提示された抜粋 —
***

報道と写真

2021年3月7日

宣言解除後初の週末、人出そろり リバウンド懸念
 
こういうタイトルの新聞記事。そこに、海の中道海浜公園のふわふわドーム(?)で飛び跳ねる子どもたちの写真がある。記事の内容は、そんなに人出が増えているわけではないという、さて、この記事のほうを見て戴きたいのだが、このリンク先の子どもたちの写真を皆さんはどう捉えるだろうか。  
記事内容に、海の中道海浜公園の説明はないが、人出がいくらか増えている、という記述がある。しかし観光地の人では回復していない、というのが記事の主旨であるように見えた。経済のためにそれが必要である、と言いたいことのようだ。これから戻ってきてほしい、という内容であった。
 
この文面からすると、子どもたちの写真を見る目は、たとえばこんなふうなものがあるだろうか。「子どもたちが遊べてよかったな」「けっこう多いな」「密でないだろうか」「先週まではもっと少なかったんだろう」「いまはこんなに増えているのか」その他、いろいろあるかもしれない。

***

データ一覧 —
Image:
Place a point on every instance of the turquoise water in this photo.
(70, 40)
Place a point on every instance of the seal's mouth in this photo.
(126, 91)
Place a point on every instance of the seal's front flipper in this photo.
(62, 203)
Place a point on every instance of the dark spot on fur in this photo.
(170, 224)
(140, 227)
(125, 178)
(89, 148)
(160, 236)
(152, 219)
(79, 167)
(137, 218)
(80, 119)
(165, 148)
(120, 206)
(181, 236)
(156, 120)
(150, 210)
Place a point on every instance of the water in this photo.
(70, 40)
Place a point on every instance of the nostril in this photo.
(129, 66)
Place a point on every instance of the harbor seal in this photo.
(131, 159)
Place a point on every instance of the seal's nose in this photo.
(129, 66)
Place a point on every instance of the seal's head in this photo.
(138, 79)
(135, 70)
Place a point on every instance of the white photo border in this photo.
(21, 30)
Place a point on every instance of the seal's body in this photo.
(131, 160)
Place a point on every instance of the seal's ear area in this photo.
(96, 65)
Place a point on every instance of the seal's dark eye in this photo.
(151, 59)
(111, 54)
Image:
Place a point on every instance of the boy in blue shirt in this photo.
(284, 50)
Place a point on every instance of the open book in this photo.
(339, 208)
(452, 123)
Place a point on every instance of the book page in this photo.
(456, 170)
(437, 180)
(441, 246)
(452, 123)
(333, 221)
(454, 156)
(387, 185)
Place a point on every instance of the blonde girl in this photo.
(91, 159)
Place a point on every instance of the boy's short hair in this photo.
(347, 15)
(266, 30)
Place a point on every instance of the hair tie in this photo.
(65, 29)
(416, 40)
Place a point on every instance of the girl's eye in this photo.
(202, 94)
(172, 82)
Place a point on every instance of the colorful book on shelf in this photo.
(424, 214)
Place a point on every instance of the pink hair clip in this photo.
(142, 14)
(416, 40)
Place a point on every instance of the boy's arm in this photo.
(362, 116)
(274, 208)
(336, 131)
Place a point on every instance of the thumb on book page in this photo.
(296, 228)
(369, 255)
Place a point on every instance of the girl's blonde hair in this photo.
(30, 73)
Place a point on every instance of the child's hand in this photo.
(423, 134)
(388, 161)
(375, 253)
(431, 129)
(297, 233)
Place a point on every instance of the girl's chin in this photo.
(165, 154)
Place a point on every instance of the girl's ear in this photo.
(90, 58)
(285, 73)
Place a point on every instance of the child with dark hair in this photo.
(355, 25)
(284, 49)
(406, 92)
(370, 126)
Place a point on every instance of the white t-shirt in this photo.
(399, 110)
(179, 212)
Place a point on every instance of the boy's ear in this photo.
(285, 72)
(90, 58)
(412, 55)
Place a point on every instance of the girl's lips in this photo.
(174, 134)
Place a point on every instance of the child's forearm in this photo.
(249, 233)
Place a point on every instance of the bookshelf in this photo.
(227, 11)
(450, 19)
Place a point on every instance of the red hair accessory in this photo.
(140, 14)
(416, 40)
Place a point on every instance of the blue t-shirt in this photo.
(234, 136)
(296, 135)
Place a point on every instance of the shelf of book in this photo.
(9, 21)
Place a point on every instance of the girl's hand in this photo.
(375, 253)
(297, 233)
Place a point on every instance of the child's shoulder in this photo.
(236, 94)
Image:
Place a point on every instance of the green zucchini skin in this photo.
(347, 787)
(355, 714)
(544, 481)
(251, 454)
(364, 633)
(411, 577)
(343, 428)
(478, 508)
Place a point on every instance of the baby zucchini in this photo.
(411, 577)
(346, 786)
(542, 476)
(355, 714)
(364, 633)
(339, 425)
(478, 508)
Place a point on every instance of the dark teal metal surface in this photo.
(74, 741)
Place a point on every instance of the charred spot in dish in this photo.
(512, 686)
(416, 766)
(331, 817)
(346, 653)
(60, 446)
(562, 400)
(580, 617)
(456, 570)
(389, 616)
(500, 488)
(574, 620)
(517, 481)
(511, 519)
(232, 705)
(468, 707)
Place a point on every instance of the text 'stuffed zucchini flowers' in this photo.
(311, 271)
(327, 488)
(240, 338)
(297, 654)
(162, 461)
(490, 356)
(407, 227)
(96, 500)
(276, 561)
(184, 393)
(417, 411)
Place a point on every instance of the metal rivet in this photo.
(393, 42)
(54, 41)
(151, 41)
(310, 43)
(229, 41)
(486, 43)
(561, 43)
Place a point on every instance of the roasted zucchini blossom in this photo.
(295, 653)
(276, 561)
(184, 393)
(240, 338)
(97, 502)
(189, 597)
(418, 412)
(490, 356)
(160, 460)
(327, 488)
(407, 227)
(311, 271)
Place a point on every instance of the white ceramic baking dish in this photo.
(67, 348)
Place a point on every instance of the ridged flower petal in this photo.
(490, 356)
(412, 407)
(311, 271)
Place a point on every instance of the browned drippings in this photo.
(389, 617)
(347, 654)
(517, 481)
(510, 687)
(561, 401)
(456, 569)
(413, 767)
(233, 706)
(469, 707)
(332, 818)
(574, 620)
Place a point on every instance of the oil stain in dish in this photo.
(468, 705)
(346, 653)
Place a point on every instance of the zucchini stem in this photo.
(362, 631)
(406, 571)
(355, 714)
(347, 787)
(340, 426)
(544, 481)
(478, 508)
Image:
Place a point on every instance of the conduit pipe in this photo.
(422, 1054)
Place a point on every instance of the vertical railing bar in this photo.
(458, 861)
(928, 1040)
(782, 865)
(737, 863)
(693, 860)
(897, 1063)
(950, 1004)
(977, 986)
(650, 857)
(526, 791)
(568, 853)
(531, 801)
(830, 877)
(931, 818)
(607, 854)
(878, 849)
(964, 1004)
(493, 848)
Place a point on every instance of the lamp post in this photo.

***

作業内容 —
報道と写真についての文章の「記事内容に、海の中道海浜公園」から「のか」その他、いろいろあるかもしれない。」までを、両端も含めて書き直すこと。その際、「観光地」を「行楽地」に置き換える。

課題の解答 —
記事内容に、海の中道海浜公園の説明はないが、人出がいくらか増えている、という記述がある。しかし行楽地の人では回復していない、というのが記事の主旨であるように見えた。経済のためにそれが必要である、と言いたいことのようだ。これから戻ってきてほしい、という内容であった。
 
この文面からすると、子どもたちの写真を見る目は、たとえばこんなふうなものがあるだろうか。「子どもたちが遊べてよかったな」「けっこう多いな」「密でないだろうか」「先週まではもっと少なかったんだろう」「いまはこんなに増えているのか」その他、いろいろあるかもしれない。